What you are asked to do: Show every line of the records below that contains the word "compost", copying each line in full.

[Dataset excerpts on object pointing]
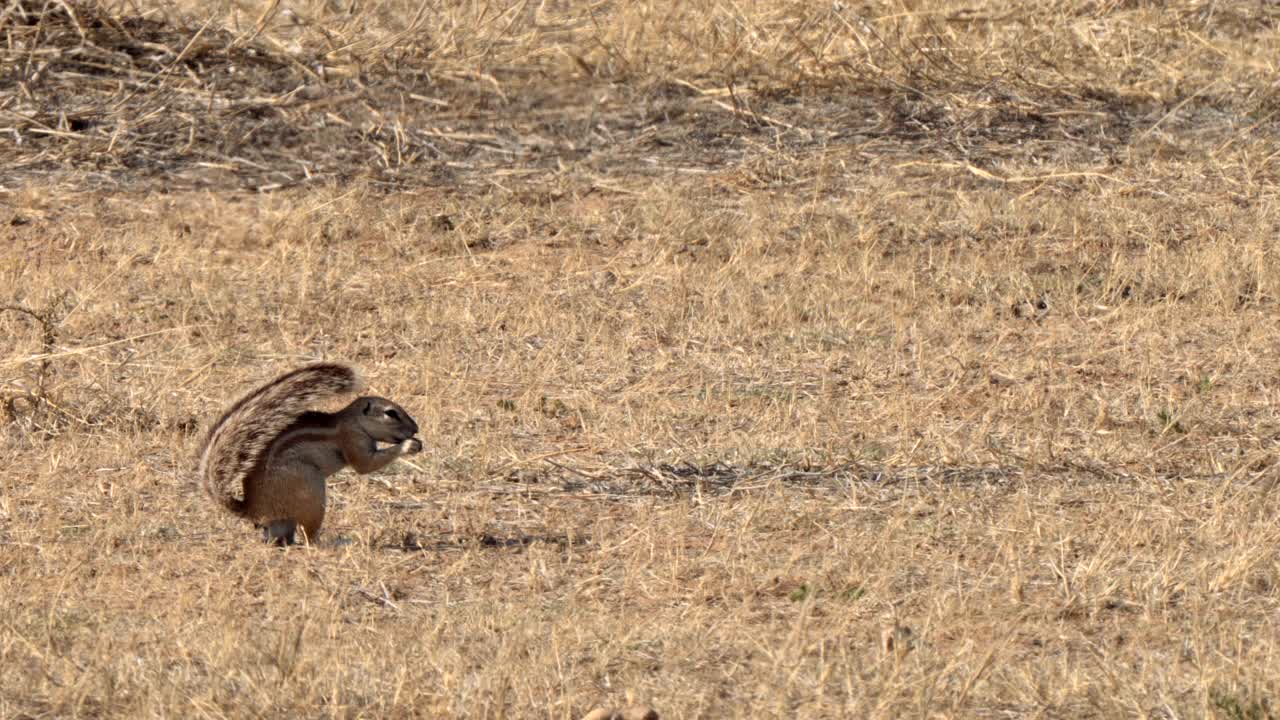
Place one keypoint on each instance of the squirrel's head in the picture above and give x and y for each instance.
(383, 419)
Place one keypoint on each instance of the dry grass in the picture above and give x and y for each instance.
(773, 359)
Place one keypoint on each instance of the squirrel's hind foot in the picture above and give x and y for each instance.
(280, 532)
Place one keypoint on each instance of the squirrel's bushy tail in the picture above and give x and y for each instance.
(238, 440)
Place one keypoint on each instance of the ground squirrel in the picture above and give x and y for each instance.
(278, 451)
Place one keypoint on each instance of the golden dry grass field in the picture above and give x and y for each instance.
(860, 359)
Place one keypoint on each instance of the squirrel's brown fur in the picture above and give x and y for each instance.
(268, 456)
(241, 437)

* * *

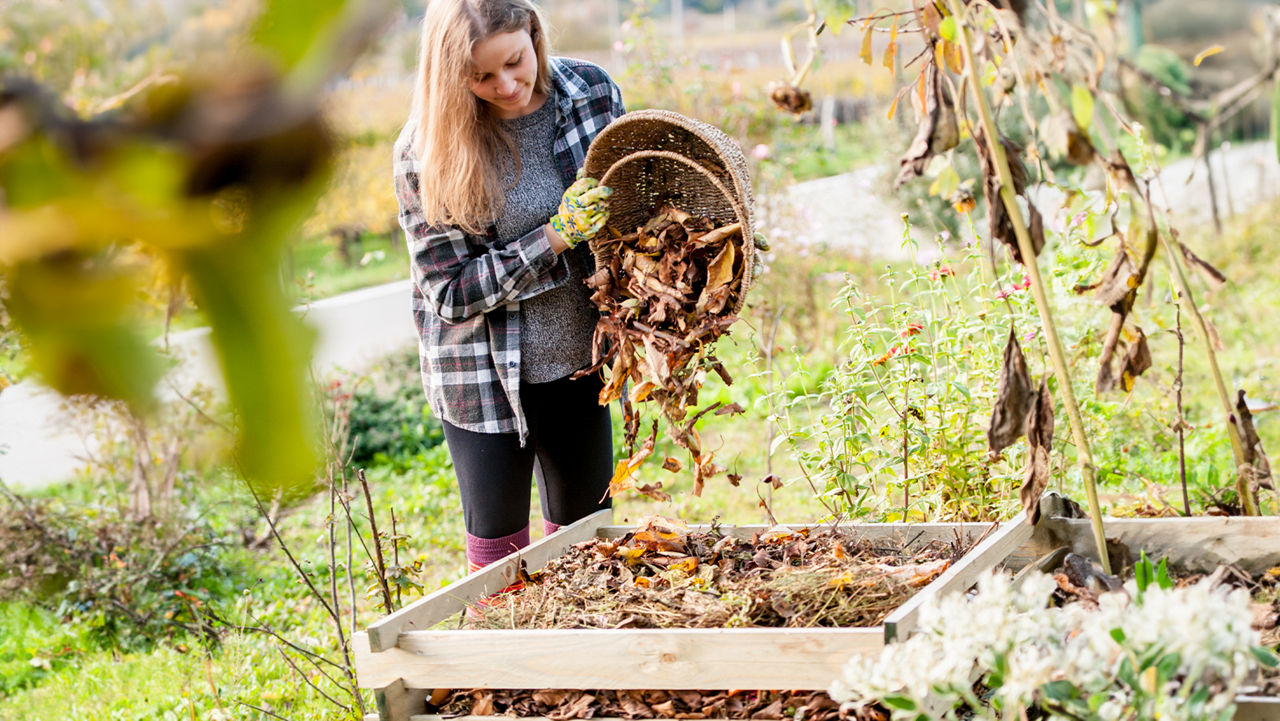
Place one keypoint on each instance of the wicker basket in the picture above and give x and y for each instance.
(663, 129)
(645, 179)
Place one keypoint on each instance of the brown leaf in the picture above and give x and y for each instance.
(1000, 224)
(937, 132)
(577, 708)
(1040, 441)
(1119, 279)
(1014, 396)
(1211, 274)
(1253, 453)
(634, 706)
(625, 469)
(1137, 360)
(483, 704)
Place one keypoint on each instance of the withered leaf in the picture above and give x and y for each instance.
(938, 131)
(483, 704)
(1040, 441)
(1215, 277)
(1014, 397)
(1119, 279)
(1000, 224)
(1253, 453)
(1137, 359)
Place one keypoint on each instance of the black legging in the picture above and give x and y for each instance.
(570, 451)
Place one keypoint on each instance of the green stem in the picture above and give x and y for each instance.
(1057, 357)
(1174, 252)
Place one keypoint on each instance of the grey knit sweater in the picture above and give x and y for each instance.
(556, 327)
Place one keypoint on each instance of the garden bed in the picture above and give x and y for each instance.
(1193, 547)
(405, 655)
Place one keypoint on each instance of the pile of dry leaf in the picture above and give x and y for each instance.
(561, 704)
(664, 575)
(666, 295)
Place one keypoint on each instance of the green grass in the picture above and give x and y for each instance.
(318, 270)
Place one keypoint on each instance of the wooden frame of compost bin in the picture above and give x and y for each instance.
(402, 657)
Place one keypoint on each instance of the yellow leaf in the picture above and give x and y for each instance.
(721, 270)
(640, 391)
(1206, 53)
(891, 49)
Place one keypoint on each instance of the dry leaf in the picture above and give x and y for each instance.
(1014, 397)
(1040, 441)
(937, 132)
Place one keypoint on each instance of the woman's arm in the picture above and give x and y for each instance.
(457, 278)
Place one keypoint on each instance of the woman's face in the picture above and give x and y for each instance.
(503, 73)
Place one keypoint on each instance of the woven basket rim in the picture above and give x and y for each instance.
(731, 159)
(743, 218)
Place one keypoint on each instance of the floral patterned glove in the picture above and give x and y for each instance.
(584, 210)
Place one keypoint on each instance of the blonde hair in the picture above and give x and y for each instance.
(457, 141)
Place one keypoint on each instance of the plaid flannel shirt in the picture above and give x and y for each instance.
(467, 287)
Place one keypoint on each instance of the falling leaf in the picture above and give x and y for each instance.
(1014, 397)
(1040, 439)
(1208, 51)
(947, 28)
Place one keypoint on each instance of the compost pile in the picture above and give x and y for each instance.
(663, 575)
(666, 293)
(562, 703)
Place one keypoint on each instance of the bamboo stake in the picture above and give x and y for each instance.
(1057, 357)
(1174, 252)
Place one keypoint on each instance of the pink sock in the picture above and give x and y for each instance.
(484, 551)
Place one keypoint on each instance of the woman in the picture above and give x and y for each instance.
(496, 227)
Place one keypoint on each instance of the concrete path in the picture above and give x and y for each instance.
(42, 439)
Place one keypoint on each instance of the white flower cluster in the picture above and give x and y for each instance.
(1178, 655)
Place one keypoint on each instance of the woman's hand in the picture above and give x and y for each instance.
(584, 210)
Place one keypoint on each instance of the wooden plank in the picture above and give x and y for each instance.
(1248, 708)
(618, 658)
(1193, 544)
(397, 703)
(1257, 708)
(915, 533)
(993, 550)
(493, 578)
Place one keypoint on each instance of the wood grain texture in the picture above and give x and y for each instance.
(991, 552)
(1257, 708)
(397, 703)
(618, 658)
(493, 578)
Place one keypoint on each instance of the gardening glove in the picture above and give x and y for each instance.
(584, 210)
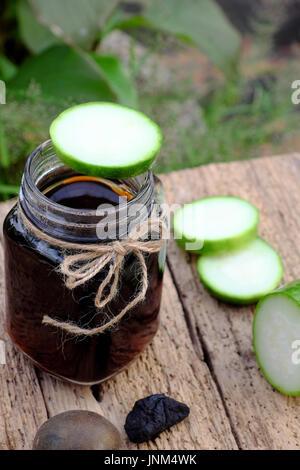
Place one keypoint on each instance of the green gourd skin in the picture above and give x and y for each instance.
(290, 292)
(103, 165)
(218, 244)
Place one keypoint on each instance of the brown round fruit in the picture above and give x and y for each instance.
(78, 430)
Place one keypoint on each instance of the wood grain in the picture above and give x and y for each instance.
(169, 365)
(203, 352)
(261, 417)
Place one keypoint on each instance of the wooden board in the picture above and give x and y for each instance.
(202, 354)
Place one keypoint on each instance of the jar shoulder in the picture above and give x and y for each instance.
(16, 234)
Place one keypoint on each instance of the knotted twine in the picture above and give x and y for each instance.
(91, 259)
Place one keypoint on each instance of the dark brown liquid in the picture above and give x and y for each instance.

--

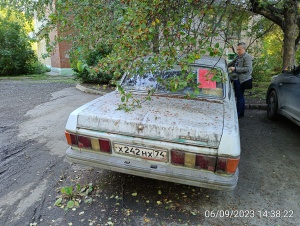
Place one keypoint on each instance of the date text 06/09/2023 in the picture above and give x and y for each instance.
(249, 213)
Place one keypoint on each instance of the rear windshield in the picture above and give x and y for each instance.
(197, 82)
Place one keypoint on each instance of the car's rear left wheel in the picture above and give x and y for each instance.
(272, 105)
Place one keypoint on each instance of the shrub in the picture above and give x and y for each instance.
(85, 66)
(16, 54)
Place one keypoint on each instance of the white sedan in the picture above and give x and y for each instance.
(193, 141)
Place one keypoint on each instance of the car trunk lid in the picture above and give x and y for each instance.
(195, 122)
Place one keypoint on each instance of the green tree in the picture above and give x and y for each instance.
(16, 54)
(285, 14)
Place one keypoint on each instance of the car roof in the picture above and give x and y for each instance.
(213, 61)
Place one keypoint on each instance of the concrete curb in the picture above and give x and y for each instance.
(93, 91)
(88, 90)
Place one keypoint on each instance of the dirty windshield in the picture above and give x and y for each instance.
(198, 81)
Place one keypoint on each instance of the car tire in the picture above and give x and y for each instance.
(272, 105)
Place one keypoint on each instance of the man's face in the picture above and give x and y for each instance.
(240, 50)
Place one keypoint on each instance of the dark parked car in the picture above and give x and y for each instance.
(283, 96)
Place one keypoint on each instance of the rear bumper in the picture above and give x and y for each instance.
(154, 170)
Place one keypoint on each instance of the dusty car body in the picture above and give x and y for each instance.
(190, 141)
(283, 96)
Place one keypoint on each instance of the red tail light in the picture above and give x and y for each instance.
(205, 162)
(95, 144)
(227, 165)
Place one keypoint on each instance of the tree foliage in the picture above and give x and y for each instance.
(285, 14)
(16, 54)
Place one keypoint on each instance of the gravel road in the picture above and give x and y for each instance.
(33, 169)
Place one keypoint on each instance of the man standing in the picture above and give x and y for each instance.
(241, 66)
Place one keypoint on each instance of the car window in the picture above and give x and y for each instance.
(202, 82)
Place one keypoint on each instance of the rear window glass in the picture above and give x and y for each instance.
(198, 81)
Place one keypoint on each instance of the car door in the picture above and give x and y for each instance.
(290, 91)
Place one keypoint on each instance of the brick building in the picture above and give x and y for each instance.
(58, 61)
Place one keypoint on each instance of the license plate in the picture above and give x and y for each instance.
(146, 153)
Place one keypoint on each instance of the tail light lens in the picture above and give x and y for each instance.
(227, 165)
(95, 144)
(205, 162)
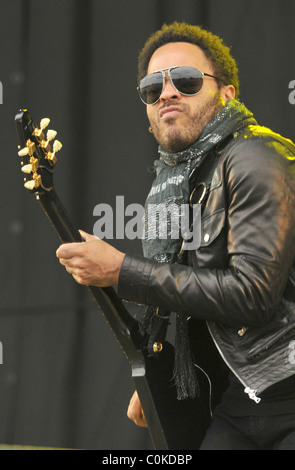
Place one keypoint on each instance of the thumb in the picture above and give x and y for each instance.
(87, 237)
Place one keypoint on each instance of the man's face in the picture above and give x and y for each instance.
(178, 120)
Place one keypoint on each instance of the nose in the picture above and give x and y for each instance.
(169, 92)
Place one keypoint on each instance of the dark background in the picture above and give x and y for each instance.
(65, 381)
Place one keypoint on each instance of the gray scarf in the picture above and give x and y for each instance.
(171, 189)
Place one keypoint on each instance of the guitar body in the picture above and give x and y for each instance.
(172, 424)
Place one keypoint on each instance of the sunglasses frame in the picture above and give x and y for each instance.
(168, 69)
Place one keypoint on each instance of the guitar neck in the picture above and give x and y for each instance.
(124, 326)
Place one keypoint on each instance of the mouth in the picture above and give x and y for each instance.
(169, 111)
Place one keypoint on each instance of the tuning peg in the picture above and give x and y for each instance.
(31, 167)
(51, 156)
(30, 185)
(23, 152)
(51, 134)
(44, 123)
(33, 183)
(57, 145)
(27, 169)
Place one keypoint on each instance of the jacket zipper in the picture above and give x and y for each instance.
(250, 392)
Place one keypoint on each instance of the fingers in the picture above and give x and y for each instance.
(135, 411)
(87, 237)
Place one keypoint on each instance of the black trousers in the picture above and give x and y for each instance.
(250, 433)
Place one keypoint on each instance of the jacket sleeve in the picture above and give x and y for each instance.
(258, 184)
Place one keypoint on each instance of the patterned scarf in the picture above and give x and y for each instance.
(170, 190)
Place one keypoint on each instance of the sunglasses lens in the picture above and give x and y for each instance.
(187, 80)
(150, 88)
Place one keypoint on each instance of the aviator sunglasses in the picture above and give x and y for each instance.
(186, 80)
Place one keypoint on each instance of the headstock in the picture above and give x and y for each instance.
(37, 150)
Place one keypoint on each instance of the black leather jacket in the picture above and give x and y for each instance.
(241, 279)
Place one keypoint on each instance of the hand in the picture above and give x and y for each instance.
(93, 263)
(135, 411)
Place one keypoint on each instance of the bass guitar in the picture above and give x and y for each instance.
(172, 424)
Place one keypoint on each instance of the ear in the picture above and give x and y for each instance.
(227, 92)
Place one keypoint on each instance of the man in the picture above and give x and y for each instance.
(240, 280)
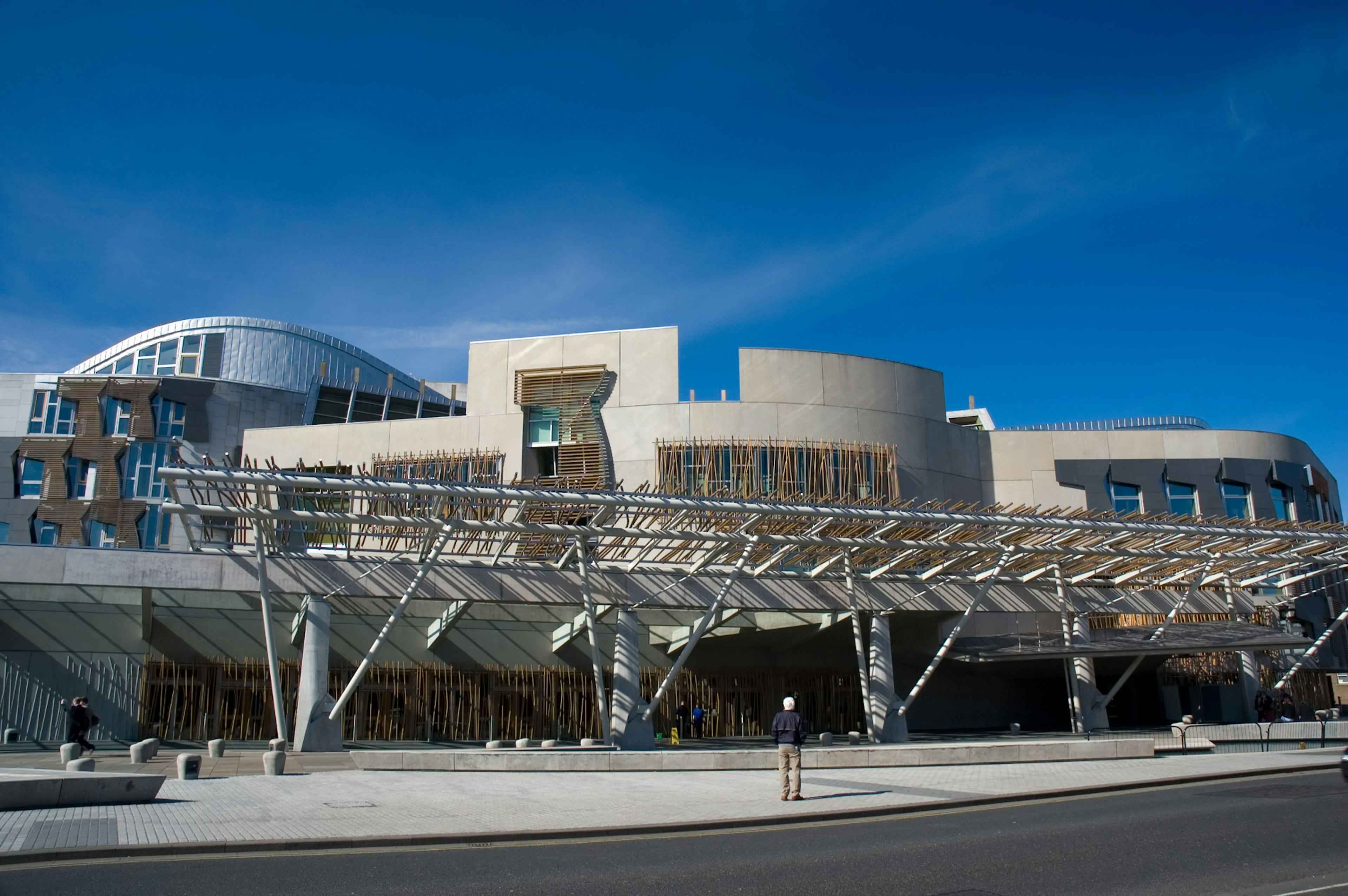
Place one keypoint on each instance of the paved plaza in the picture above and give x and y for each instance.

Right answer:
Place one keypoint on each instance of the wooden frame of compost bin in the picture above and give x and y for each instance.
Place one keypoint on each instance of the compost pile in the picture above and give x and y for each instance.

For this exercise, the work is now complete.